Search the listing for the word "white" and return each line that contains it.

- _Exercise material_
───

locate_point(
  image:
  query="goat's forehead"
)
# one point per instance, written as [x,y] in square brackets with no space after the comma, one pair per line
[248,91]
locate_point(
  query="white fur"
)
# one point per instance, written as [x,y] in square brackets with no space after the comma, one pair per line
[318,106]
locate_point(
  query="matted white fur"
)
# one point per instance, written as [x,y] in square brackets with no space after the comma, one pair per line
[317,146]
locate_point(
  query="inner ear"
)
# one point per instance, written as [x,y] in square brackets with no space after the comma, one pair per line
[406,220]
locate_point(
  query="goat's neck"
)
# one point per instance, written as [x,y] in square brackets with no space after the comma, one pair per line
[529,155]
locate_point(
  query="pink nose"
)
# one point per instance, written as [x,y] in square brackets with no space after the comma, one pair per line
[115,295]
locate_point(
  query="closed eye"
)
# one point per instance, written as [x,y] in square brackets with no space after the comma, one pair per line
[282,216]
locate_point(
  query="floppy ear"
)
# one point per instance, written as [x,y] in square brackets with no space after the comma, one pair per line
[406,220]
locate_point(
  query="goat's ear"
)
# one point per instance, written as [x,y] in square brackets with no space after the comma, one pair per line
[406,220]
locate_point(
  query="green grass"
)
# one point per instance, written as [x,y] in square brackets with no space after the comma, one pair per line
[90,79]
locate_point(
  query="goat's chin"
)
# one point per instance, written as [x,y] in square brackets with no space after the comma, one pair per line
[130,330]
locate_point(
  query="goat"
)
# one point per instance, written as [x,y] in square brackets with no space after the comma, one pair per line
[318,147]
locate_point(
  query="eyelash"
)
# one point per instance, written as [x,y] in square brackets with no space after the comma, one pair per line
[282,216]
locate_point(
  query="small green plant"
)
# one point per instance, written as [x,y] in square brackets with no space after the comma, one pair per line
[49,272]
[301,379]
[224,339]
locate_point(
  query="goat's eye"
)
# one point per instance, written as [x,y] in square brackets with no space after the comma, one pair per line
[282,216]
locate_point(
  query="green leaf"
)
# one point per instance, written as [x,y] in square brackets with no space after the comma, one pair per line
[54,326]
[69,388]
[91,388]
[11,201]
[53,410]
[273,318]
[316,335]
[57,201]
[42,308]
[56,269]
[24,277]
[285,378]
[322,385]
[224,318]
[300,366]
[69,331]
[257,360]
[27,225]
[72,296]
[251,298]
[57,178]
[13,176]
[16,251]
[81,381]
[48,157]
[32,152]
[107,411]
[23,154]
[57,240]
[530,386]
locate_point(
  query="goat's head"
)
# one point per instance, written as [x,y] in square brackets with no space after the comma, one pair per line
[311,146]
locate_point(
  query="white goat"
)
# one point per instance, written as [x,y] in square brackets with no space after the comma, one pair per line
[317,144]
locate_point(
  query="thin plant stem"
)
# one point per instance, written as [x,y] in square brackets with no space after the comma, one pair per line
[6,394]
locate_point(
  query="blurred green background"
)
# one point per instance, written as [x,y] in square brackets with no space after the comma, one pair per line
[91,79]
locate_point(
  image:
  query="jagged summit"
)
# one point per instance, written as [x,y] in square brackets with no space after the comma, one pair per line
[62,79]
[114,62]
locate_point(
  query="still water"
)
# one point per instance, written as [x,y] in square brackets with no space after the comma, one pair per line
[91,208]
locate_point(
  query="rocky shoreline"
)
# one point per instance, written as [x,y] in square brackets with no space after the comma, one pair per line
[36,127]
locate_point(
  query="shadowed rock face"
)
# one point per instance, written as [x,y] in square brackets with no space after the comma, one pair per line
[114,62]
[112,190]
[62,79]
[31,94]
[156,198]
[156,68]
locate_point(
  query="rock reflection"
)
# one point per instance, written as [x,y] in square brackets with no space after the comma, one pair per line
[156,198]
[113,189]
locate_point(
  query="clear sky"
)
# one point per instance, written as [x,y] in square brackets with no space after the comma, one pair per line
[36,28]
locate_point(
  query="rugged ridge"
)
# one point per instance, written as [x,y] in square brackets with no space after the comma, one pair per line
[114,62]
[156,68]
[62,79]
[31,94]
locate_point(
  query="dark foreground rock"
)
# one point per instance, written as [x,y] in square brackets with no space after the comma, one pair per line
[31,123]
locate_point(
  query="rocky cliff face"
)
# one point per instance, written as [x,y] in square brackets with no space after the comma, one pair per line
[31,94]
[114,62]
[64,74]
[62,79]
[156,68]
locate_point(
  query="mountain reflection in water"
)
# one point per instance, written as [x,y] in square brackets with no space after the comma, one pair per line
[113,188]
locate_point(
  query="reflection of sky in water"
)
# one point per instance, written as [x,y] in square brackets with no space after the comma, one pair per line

───

- _Result of the task_
  query="white fur"
  query="matted white fur"
  query="white goat"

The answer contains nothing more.